◆ **SELECTED EXTRACT**:
-*-*-

How did Liverpool get into this state.

Liverpool City Council is currently partially controlled by central government-appointed commissioners. However, some known crooks still hold senior positions, while Merseyside Police should be under external investigation for endemic corruption.

In London, Boris Johnson is under intense scrutiny by the press, as are the Metropolitan Police for not investigating, despite the wealth of evidence. In Liverpool, there is near silence from the local newspaper, regional media and the national press.

The press prides itself on holding the powerful to account. It thinks it deserves special privileges to allow it to do this, but now it often fails to have any impact. At a local level, the failing is even more apparent and no more so than in the Liverpool Echo, part of Reach Plc, formerly Trinity Mirror. Trinity Mirror resulted from the merger of the Mirror Group, former proprietor Robert Maxwell and Trinity International Holdings, a product of rearranging the Liverpool Echo's substantial holdings. This merger wasn't good news for Liverpool. What had once been a successful local company became a minor part. 

The merger had successfully placed the head office in Chester for several years at the first opportunity it moved to London.

In 1995 Alastair Machray joined the group as editor of the Daily Post, which was Liverpool's morning paper. In 2005, he became the editor of the Echo. Previous Liverpool Echo editors had had strong associations with the city, but Machray is a newcomer. He has no knowledge of the city beyond what he would have picked up from generic sources, both good and bad.

The local newspaper market has gone into a steep decline. The falling sales attributed to the rise of new media being the cause. Machray, whether of his own volition or under instruction from management, started making the paper relevant. He did this by firing a large portion of the local-born staff, whose views of the city were based on personal experience and leaving those remaining to peddle the myth of Liverpool.

With Machray as editor, the Echo ran ghost stories and hagiographies for dead gangsters while cultivating scouse exceptionalism. All for its end of making money. Not content with that, Machray has been keen to cosy up to any group he sees as influential, all at the expense of journalistic standards.

The Mirror group was the group of Bouncing Bob Maxwell, Telephone hacking and faked pictures. Machray has taken this Mirror group brand and happily cut and pasted its ethics into the Liverpool Echo.

Out of all this, the city gets a corrupt council and a corrupt police force while he gets an OBE. Even Thatcher and Boris did more for Liverpool than Machray ever did.

 


Friday, January 07, 2022

IOPC, the ICO & SAR

Finally, after six months of waiting, the IOPC has delivered all its data about me. The most notable thing is the amount of redacted stuff.
 
Some of the redactions are in emails that I sent!!
 
I've already sent off a copy of emails with extracted items to various lawyers regarding the claims made, as they don't tally with events or even what was said when the lawyers were involved. I'm less than 20% of the way through.
 
If there was any doubt about the IPCC & IOPC's lack of interest in tackling police corruption, they are no longer suspicions.

Sunday, January 02, 2022

Journalists

There are many things that journalists do that I find unacceptable. It seems they also find them unacceptable, but only when done to them.

Can you imagine the fuss a journalist would make if you went to their homes and knocked on their door to ask them questions early in the morning or perhaps just set up camp outside?

Can you imagine the fuss a journalist would make if you called them on their home phone number, which they hadn't given you?

Can you imagine what would happen if you phoned up a newspaper and used the services of their PABX to call random numbers to get some information about the paper by talking to staff who aren't customer-facing?

-*-*-

[Raw listing]
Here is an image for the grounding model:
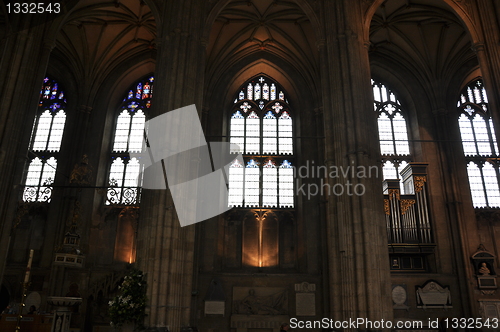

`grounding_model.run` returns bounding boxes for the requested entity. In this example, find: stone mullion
[473,1,500,148]
[321,1,392,320]
[0,18,53,282]
[137,0,205,331]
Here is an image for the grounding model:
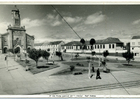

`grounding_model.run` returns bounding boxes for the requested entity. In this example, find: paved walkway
[0,55,140,95]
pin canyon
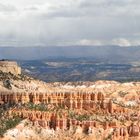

-*-*-

◆ **GOALS**:
1. In the Liverpool blog excerpt, in what year did Alastair Machray become editor of the Echo?
2. Pick up the Liverpool blog excerpt after its final sentence and keep writing.

◆ **ANSWERS TO EACH TASK**:
1. 2005

2.
I have never been doorstepped and haven't doorstepped anyone. Journos are happy to admit they doorstep people and will post videos. Their excuse is the public interest, which seems to be a valid excuse anyone could use.

I never actually called a journalist at home, but I have been called up by one from the Liverpool Echo. Who abused me by trotting out a whole collection of allegations angrily and aggressively. When the journo realised that they'd been fed lies, they apologised and explained who had fed them the nonsense. They then wrote a story of someone suffering harassment. Oh, wait, no they didn't. Instead, they became more and more uncertain and then hung up without explaining anything. The paper now denies the phone call ever happened. They claim to have searched their records for the call, but they never asked for the number I'd been on at the time. I'd changed my number several times since then.

When I worked for various companies in a technical capacity, we would often work late. Between 6:30 and 7, also at weekends, we'd quite regularly get phone calls from industry journos, who knew full well that all the marketing and PR staff had gone home. They'd spend a fair bit of time trying to get unguarded comments from staff to sell. However, the Echo regards doing this kind of research on it as beyond the pale.

Never forget, journos are in it for money, as are their employers. They think they provide a valuable service, talk truth to power, and are the fourth estate. Judging by the state of the world, they aren't very good at it. Perhaps we should ask for our money back. They haven't done much recently to earn the privileges that they have endowed themselves with.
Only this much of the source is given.